Black Queen trumps the Red Queen

By: James V. Kohl | Published on: June 14, 2014

Earlier today, I wondered how best to note that the ridiculous misrepresentations in “Mutation-driven evolution” (2013) appeared in book publication on the same day my review article was published, which was one year ago.
This article, from “The Scientist Magazine” allowed me to vent some of my frustrations via my comments related to different hypotheses “Red Queen” and “Black Queen.”
Only the “Black Queen” hypothesis has been supported by experimental evidence of biologically-based cause and effect. The “Red Queen” hypothesis attests only to the theoretical nonsense that attests to the unwillingness of evolutionary theorists to learn about the basic principles of biology and levels of biological organization required to link sensory cause to behavioral affects via conserved molecular mechanisms in species from microbes to man.
My comment to The Scientist Magazine:
Re: “…none of us can actually tell how our experimental observations really relate to human disease, but we’re getting, all of us, closer to mechanistic insights…”
These mechanistic insights eliminate the “Red Queen” hypothesis and substitute biological facts about the molecular epigenetics of cause and effect, which can be accurately linked to the “Black Queen” hypothesis linked here. “The most likely explanation for the fitness advantage conferred by genomic and metabolic “streamlining” in both natural and experimental populations is that it reduces the amount of carbon and other limiting nutrients required to produce a new cell (12, 15, 16).
This “Black Queen” explanation of cell type differentiation and organization of the genome links the conserved molecular mechansims of sensing and signaling in species from microbes to man via the sensing of nutrients and their metabolism to pheromones that control the physiology of reproduction.
Nutrient-dependent base pair changes and amino acid substitutions link the microRNA/messenger RNA balance from alternative splicings of pre-mRNA to the de novo creation of olfactory receptor genes in invertebrates and vertebrates. The de novo creation of olfactory receptor genes enables the required receptor-mediated changes in behavior that link food acquisition and mate acquisition to biodiversity manifested in the morphological and behavioral phenotypes, which are life-support systems for their microbiomes.
Microbiome-dependent phenotypic expression shows how readily ecological variation enables the epigenetic landscape to become the physical landscape of DNA in the organized genome. (Nutrient-dependent pheromone-controlled phenotypic expression explains what is called the Cambrian “explosion” via the same model that explains the more recently reported differences in 500 species of fish in 15,000 years.)
In the mouse-to-human example of cell type differentiation and biodiversity of mammals, chemical ecology and one nutrient-dependent amino acid substitution link differences in hair, sweat glands, teeth, and mammary tissue from ecological variation to ecological adaptations associated with the microbiome-dependent loss of olfactory receptors in human populations. (One modern human population supposedly arose in what is now central China during the past ~30K years.)
In modern human populations, some human olfactory receptor genes are no longer needed because our gut microbes modulate the sensing of food and our skin microbes modulate the signaling of reproductive fitness that enables our biodiversity. (Also,microbiome- and nutrient-dependent ecological, social, neurogenic, and socio-cognitive niche construction enabled brain development and processing power associated with the unconscious affects of odors on behavior.)

Point-per-instance localization data:
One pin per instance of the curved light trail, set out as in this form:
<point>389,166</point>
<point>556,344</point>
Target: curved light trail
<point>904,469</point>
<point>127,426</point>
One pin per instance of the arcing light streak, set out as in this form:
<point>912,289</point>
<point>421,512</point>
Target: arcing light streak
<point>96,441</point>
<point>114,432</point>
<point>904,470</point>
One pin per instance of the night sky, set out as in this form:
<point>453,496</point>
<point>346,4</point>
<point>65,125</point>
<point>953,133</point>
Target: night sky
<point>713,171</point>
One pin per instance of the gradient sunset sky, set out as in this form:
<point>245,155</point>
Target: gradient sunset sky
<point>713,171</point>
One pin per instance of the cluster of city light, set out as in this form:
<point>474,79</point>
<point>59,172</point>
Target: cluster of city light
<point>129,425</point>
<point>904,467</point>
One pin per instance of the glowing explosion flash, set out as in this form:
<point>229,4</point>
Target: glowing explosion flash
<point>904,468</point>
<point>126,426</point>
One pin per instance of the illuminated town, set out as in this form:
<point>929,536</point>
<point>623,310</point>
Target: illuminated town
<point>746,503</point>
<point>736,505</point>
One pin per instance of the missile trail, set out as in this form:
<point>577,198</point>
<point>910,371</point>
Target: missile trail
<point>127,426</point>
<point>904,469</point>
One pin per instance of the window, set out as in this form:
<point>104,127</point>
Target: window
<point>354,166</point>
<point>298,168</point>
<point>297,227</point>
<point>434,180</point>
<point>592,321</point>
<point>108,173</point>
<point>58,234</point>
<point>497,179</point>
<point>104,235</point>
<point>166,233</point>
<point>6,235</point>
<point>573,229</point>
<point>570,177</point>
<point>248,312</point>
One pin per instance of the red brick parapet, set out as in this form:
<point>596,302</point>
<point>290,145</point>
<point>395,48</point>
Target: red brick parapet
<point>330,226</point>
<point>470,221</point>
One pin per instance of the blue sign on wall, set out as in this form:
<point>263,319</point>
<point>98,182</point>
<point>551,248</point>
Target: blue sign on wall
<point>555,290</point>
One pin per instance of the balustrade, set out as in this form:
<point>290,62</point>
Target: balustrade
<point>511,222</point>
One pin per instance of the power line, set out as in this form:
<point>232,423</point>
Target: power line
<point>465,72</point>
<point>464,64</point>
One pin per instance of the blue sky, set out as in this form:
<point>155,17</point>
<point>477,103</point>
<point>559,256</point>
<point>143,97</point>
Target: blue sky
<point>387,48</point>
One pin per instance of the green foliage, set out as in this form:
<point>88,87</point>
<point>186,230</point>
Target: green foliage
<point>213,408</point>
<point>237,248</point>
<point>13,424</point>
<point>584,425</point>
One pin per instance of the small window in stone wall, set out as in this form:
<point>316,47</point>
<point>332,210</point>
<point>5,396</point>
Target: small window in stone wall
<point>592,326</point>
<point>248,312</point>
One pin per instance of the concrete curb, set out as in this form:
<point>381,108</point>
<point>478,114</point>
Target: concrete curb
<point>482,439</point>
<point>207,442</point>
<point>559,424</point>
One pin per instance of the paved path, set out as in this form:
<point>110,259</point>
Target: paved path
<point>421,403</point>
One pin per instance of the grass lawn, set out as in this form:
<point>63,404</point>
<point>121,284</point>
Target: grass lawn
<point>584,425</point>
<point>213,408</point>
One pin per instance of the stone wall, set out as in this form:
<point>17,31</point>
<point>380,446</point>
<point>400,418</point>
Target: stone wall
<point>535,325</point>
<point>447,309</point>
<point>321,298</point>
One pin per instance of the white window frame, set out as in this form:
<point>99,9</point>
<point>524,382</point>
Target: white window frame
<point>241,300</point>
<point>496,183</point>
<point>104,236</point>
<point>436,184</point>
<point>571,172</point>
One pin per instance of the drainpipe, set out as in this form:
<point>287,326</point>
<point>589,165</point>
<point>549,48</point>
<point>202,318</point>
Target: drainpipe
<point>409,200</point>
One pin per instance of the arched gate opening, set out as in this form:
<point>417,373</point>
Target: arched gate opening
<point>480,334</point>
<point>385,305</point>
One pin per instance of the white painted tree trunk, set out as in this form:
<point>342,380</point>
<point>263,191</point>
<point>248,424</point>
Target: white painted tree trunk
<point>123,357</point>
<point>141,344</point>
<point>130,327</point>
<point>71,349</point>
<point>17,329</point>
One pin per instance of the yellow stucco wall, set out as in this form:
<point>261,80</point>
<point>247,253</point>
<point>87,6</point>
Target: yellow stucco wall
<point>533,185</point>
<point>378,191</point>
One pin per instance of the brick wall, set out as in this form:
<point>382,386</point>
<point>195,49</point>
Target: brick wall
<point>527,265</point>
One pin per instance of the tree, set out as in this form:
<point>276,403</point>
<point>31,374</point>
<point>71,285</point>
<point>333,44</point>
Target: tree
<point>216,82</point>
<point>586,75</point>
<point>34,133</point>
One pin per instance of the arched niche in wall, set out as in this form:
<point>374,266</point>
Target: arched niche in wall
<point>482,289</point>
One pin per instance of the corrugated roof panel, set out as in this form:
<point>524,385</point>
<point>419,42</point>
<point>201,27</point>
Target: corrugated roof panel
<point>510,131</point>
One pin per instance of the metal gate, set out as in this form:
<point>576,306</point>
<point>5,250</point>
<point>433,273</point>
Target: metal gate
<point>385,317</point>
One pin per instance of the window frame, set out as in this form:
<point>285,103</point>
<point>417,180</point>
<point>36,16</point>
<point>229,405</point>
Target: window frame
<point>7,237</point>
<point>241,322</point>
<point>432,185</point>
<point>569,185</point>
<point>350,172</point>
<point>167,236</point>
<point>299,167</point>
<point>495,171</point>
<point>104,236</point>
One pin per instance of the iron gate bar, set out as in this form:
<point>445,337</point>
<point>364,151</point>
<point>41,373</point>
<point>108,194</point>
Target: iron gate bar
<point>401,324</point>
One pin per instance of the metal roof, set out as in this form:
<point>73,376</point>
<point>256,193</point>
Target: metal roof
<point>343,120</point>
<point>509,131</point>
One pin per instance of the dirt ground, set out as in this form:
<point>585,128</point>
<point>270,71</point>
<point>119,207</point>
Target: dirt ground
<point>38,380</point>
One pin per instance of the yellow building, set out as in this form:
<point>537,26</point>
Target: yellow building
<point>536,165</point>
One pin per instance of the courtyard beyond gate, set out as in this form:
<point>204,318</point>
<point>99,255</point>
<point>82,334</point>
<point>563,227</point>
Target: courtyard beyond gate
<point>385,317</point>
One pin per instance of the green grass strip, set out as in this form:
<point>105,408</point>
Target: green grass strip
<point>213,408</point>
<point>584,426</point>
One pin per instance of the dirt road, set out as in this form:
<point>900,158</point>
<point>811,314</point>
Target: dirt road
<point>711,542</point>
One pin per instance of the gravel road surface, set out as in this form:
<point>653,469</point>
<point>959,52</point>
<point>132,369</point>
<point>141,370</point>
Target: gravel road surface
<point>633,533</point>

- [Task item] Reproduce the stretch of the Black Queen article from "Microbiome-dependent phenotypic expression" through "in 15,000 years.)", word for word. Rely on nothing but the Black Queen article.

- [Exercise answer]
Microbiome-dependent phenotypic expression shows how readily ecological variation enables the epigenetic landscape to become the physical landscape of DNA in the organized genome. (Nutrient-dependent pheromone-controlled phenotypic expression explains what is called the Cambrian “explosion” via the same model that explains the more recently reported differences in 500 species of fish in 15,000 years.)